Exercise input:
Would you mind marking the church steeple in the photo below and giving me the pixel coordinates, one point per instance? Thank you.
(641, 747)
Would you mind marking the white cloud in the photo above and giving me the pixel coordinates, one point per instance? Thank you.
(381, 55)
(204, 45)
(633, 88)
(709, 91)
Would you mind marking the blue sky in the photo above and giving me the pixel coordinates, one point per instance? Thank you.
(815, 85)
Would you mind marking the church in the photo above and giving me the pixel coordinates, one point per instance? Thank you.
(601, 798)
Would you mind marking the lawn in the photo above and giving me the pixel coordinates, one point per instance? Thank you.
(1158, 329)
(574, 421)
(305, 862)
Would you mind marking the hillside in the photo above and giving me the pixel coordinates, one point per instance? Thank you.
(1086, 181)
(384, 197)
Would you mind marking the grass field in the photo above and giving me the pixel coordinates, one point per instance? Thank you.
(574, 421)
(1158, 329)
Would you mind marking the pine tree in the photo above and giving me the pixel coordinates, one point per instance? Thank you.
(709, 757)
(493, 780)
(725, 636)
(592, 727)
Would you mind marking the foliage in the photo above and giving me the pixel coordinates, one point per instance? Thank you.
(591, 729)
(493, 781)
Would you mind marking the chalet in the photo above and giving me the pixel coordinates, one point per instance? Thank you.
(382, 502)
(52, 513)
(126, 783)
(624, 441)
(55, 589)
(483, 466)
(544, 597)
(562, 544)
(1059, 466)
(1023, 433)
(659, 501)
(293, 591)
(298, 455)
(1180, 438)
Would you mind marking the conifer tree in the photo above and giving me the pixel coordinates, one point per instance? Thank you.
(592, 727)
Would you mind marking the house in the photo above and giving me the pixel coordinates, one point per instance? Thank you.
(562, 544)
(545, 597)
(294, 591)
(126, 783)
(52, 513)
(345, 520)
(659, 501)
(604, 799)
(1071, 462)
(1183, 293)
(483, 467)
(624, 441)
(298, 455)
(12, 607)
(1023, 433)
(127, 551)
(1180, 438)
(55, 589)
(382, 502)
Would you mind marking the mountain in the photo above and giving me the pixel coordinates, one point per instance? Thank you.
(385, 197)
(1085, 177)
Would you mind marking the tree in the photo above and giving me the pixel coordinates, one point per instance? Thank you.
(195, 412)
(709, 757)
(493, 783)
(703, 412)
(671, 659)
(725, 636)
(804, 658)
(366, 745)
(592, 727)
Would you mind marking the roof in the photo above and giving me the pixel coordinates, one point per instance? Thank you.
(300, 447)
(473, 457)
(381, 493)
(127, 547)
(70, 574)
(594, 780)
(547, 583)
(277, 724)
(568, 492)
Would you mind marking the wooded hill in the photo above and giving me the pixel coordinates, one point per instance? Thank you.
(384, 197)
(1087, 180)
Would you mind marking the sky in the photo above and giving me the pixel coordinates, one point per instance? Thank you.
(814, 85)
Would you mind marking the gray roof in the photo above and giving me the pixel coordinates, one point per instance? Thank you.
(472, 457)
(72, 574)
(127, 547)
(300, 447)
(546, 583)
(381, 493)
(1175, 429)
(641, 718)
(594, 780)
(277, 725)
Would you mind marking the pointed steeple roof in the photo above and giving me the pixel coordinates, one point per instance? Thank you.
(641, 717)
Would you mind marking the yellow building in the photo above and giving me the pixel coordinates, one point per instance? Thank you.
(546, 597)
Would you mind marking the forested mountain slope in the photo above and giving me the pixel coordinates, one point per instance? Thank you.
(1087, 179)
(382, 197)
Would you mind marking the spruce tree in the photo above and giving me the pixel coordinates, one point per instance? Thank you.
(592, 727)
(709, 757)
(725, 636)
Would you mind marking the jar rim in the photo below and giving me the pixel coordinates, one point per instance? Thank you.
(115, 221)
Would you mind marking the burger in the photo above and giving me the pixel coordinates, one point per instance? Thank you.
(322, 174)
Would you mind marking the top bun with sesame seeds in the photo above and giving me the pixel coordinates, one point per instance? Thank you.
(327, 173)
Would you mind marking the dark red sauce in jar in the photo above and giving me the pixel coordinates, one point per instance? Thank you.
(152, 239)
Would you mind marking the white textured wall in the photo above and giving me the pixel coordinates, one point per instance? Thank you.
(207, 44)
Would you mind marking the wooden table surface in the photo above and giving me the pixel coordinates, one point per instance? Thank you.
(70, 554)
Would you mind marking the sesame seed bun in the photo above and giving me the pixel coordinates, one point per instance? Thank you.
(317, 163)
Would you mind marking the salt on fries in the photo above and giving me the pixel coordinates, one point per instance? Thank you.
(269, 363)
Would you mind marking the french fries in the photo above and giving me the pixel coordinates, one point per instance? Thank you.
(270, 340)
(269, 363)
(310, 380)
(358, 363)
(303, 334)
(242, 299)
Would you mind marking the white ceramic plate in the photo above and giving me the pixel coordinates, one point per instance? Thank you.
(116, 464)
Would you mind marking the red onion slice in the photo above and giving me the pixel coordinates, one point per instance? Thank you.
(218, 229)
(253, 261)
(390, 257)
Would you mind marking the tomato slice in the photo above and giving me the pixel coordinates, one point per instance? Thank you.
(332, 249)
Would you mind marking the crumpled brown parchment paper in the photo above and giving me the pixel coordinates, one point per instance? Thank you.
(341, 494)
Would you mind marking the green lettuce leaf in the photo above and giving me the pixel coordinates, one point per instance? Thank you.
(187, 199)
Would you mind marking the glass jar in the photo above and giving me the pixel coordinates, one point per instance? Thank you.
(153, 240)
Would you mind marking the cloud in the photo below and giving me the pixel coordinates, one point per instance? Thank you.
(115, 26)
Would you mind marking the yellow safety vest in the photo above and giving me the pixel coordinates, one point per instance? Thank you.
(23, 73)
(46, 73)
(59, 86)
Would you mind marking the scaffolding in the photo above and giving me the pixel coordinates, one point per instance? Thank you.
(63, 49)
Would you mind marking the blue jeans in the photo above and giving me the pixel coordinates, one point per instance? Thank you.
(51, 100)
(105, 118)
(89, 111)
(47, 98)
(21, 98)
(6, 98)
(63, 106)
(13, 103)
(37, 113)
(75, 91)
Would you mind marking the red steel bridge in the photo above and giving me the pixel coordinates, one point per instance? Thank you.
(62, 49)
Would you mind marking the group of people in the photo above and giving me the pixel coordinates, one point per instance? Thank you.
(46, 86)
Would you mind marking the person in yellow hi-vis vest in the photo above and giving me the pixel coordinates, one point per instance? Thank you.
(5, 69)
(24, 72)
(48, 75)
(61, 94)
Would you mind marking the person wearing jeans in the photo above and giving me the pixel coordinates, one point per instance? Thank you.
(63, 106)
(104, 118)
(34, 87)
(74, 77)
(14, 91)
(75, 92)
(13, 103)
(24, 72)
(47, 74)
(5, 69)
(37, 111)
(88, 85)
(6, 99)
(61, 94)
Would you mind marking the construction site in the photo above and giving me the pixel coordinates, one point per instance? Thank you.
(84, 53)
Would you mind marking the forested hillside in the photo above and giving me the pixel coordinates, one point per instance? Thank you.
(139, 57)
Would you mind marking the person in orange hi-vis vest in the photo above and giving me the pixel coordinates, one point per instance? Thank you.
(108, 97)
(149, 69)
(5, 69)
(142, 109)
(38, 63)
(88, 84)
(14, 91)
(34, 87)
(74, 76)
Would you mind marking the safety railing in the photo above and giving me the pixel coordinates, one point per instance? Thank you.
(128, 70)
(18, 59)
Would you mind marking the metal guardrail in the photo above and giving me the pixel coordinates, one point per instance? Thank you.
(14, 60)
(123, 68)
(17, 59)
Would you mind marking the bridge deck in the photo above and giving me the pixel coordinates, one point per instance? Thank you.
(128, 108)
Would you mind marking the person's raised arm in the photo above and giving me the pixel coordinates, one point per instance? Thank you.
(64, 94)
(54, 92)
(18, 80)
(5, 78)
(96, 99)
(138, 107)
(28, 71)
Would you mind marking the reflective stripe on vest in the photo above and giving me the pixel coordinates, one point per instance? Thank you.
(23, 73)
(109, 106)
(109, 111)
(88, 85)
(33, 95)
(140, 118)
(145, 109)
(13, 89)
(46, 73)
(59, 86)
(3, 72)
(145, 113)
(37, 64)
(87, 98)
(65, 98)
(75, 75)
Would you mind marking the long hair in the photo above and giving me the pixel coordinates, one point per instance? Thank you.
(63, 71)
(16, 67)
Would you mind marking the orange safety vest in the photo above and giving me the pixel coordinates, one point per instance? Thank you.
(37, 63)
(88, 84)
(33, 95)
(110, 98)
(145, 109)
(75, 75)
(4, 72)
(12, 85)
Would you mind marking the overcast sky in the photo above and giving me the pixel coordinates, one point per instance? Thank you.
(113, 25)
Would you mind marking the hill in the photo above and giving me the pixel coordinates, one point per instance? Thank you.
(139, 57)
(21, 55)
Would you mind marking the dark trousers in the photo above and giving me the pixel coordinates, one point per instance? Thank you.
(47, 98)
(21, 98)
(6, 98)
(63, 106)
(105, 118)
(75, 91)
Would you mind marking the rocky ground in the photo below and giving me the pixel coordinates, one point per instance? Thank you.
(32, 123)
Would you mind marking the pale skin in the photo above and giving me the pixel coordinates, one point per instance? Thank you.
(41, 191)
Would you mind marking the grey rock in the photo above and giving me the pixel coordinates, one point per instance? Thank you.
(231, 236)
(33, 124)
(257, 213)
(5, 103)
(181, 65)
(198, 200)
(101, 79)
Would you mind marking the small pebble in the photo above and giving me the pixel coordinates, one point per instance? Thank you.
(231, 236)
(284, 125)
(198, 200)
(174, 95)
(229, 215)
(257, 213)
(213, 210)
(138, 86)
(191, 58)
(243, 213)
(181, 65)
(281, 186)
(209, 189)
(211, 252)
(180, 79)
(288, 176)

Activity: A verbatim copy of the listing above, starting from the line with "Would you mind marking the pale" and running to its last line, is the only output needed.

Your response:
Would you mind marking the pale skin in the photo above and giving me the pixel coordinates, one point per instance? Thank you.
(41, 191)
Would you mind marking the grey rock in the photo above and giving me the pixel coordinates, one point per instance? Thank you.
(231, 236)
(33, 124)
(257, 213)
(5, 103)
(181, 65)
(198, 200)
(101, 79)
Would you mind marking the small pebble in the photo above and giving me the pixel coordinates, one point per instance? Thank you.
(231, 236)
(284, 125)
(198, 200)
(174, 95)
(229, 215)
(257, 213)
(213, 210)
(138, 86)
(191, 58)
(243, 213)
(181, 65)
(281, 186)
(209, 189)
(211, 252)
(180, 79)
(288, 176)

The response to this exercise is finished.